What is required
Extract the lines from the one containing "Q: For every instance of the white sky" to the one containing "[(957, 235), (990, 223)]", both included, and copy them out with no changes.

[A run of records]
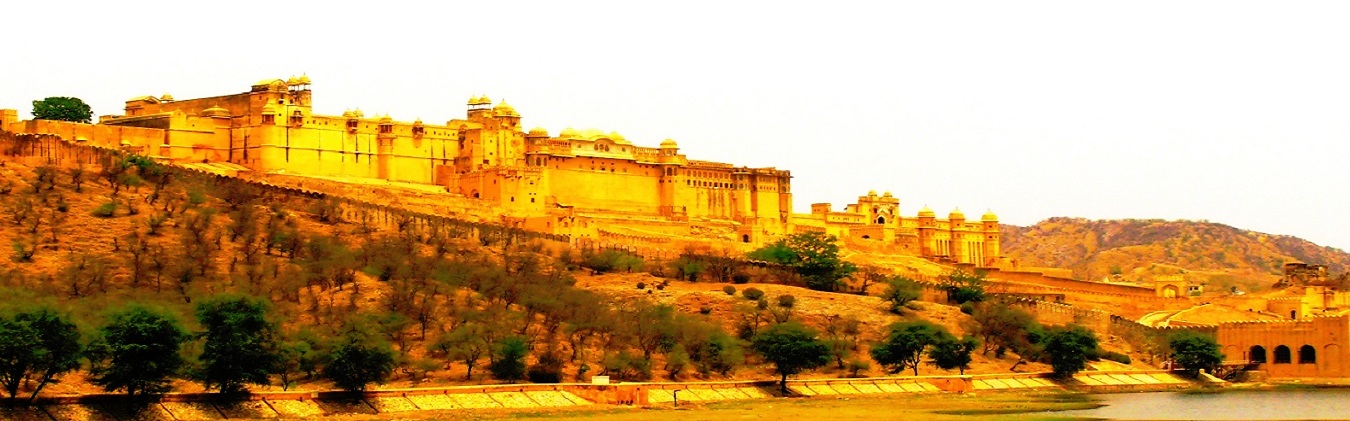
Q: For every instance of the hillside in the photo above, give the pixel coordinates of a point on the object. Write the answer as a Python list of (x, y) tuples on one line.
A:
[(1140, 250), (328, 270)]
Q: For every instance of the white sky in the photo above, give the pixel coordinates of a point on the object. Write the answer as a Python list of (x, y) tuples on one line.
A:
[(1226, 111)]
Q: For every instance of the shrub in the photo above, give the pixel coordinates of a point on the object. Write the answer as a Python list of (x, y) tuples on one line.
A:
[(548, 369), (740, 278), (752, 293), (1115, 356), (107, 209)]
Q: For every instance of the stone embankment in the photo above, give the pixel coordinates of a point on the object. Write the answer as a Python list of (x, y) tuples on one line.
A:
[(524, 397)]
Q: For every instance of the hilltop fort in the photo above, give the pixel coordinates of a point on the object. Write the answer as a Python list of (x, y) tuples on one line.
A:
[(578, 182)]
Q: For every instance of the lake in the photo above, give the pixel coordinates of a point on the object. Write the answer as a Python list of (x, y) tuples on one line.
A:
[(1304, 404)]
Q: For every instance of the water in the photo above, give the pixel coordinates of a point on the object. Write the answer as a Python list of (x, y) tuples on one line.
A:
[(1311, 404)]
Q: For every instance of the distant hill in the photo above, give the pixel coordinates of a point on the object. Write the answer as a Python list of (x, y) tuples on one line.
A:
[(1140, 250)]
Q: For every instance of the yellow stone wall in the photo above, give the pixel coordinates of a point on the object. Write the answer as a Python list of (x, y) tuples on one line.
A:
[(272, 128)]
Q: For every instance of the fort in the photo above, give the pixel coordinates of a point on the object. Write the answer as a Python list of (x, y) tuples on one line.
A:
[(596, 188), (583, 184)]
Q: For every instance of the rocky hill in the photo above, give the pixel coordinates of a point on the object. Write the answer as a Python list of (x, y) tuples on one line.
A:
[(1138, 250)]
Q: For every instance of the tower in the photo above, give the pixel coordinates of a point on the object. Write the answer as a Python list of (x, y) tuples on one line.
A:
[(957, 235), (990, 223)]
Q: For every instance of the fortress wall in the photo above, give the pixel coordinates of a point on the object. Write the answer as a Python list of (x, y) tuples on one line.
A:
[(1327, 338), (593, 189)]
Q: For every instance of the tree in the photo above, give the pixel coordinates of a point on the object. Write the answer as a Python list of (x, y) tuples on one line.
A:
[(906, 344), (899, 292), (359, 358), (240, 342), (138, 351), (1069, 348), (1195, 351), (1003, 328), (813, 255), (37, 344), (793, 348), (62, 108), (952, 352), (509, 359)]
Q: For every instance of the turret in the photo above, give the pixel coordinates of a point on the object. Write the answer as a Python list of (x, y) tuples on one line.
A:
[(992, 251)]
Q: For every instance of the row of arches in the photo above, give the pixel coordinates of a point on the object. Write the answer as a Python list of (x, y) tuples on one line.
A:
[(1307, 355)]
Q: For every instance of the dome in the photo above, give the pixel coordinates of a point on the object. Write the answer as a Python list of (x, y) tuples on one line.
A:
[(505, 109), (990, 217), (215, 111)]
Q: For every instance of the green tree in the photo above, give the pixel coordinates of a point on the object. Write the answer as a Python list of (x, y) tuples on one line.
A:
[(240, 342), (953, 352), (793, 348), (359, 358), (905, 344), (813, 255), (62, 108), (899, 292), (509, 359), (138, 351), (1069, 348), (37, 344), (1195, 351)]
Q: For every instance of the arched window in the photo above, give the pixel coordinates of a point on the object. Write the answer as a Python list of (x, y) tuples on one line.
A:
[(1307, 355), (1281, 355), (1257, 355)]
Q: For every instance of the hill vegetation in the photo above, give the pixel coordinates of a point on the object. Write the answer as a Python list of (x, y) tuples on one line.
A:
[(1140, 250)]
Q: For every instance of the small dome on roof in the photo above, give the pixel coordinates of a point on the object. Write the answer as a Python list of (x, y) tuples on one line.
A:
[(990, 217), (215, 111), (505, 109)]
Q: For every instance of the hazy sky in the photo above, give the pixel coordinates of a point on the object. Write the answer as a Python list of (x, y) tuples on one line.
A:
[(1226, 111)]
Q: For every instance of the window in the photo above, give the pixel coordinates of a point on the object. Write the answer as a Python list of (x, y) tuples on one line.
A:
[(1281, 355), (1307, 355)]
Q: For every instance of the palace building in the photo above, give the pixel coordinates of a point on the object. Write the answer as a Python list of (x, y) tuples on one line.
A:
[(574, 181)]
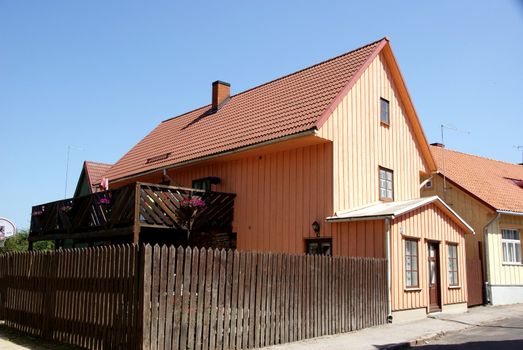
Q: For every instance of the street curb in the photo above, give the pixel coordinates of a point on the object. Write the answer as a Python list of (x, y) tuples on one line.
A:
[(418, 341)]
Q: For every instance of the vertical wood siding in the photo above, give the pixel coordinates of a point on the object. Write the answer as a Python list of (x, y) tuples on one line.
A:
[(503, 274), (279, 195), (427, 223), (359, 238), (475, 213), (361, 143)]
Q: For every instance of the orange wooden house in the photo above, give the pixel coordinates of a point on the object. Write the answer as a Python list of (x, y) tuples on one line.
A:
[(326, 160)]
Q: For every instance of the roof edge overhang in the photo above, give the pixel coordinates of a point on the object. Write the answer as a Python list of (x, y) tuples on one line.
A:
[(434, 199), (508, 212), (360, 218), (488, 205), (384, 46), (309, 132), (409, 107), (332, 106)]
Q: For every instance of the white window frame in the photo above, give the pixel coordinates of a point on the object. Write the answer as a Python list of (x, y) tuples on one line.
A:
[(451, 268), (512, 246), (386, 184)]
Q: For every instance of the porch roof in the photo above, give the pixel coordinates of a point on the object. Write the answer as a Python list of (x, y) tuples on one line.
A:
[(391, 210)]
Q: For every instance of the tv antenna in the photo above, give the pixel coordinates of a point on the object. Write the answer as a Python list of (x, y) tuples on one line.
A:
[(520, 148), (453, 128)]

Exercise output
Q: For every instance of the white sky in the photo above, give the pixel coordinates of a point on the object. Write the answer as a Python list of (x, y) tuples on one line.
A:
[(1226, 111)]
Q: For every instance of the shrub in the photo above, give the pixel coordinates of a point on the object. Write the answer as a Python list of (x, y) tuples on one line.
A:
[(548, 369), (740, 278), (752, 293), (1115, 356), (107, 209)]
Q: For every instance of the stone embankment in the photo above, give the pixel coordinates of a point on the object. Write the answer as a Python list of (x, y) tuples on one line.
A:
[(524, 397)]
Q: For every instance of the hilltop fort in the photo above, give the pixel coordinates of a point on the object. Write the answer as a Python list of (x, y) tuples on one line.
A:
[(578, 182)]
Q: For every instance of the lake in the photo above, give the pixel coordinates of a point on the object. Write the answer as a Python list of (x, y) tuples on one line.
A:
[(1304, 404)]
Q: For every instance of the water in the photo above, give the pixel coordinates of a point on the object. Write the answer as a Python list of (x, y) tuples on one line.
A:
[(1311, 404)]
Q: For every instance of the distant hill in the photo above, give the pixel coordinates of a point on the object. Write the answer as a Python list of (x, y) tuples on one line.
A:
[(1140, 250)]
Q: For every instance of the yellow stone wall in the photo above, give the pixel coordinates of a point on the object. Write the answer as a Python list of (x, y) tuples on one line.
A:
[(272, 128)]
Q: For every instance of the fort in the photo above, give the pixel coordinates of a point on the object. Write the answer as a Python list of (x, y) tuples on one line.
A:
[(596, 188), (583, 184)]
Q: For every instance of the rocky hill in the photo above, give the pixel coordinates of a point on the object. Write the answer as a Python list of (x, y) tuples on one line.
A:
[(1138, 250)]
Q: For every instance of the tower in the photo above, give the pixel coordinates of a point on the object. Write the answer as a Python list of (x, y) tuples on one line.
A:
[(957, 235), (990, 223)]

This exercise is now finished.